Problem details:
Starting at the first entry, print everything through the last exactly.

---------- Dataset

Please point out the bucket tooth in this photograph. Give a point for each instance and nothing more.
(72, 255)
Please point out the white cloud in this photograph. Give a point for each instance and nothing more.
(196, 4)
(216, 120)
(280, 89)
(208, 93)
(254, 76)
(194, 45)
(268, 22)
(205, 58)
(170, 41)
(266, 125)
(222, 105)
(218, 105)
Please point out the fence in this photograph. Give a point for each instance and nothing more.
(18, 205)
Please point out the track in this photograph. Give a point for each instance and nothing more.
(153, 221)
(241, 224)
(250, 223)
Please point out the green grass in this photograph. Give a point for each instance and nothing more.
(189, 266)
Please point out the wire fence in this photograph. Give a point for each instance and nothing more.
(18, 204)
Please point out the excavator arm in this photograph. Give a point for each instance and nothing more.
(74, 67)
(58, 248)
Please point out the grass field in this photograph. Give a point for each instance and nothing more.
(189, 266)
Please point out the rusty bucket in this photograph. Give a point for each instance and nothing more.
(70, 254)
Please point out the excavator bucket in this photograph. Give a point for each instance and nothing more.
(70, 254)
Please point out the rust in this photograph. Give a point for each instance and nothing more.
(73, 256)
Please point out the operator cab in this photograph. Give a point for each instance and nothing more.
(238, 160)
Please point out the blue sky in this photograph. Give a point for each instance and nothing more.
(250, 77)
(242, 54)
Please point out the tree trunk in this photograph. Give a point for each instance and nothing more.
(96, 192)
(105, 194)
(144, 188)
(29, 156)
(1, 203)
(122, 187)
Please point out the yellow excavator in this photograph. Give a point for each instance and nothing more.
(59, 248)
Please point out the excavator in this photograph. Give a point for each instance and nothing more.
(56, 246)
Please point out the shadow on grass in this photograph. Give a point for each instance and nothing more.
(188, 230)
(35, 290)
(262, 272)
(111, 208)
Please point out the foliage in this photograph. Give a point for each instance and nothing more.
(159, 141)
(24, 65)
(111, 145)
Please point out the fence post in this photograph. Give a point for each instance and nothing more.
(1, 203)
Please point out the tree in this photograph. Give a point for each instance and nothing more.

--------------------

Answer section:
Please point out the bucket tooth in this photograph. Give a point for each instance and nothing more.
(72, 255)
Please point out the white cloud in this photograph. Give a point for each instance and nothing more.
(196, 4)
(216, 120)
(280, 89)
(208, 93)
(254, 76)
(194, 45)
(268, 22)
(205, 58)
(170, 41)
(266, 125)
(222, 105)
(218, 105)
Please point out the fence in this photograph. Give a point for each instance and nothing more.
(18, 205)
Please point out the track in this photograph. Give a point for each instance and nothing more.
(153, 221)
(241, 224)
(250, 223)
Please point out the green grass in this photograph. Give a point for each instance and nothing more.
(189, 266)
Please point out the wire fence in this photograph. Give a point for each instance and nothing more.
(18, 204)
Please point out the excavator arm in this photograph. Give a point for each instance and nothing more.
(74, 67)
(58, 248)
Please point out the grass field in this photograph. Give a point for each instance and nothing more.
(189, 266)
Please point out the rusty bucket in this photograph. Give a point for each instance and nothing more.
(70, 254)
Please point out the excavator bucket in this photograph. Give a point for each instance and nothing more.
(70, 254)
Please point out the rust in this photograph. Give a point for each instance and nothing more.
(73, 256)
Please point out the operator cab in this photograph. Give a point for each instance and nothing more.
(238, 160)
Please point out the blue sky in this photograph. Give a point for each instance and nothing more.
(250, 77)
(242, 54)
Please point out the tree trunk in this photograph. Give a point for each instance and nothing more.
(96, 192)
(105, 194)
(144, 188)
(29, 156)
(1, 203)
(122, 187)
Please point out the yellow excavator in this photograph. Give a point for each instance and nothing more.
(59, 248)
Please point out the excavator in this photograph. Give a point for each instance and nothing more.
(56, 246)
Please point out the shadow on grass in this photograph. Give a point for each instance and nothing more.
(188, 230)
(35, 290)
(262, 272)
(111, 208)
Please point out the foliage in this photograph. Give a point for each instance and nothing more.
(159, 141)
(24, 65)
(111, 145)
Please point out the fence post in this photograph. Give a point for each instance and nothing more.
(1, 203)
Please point out the tree in this photograph. Give a point for each instance and nothing more.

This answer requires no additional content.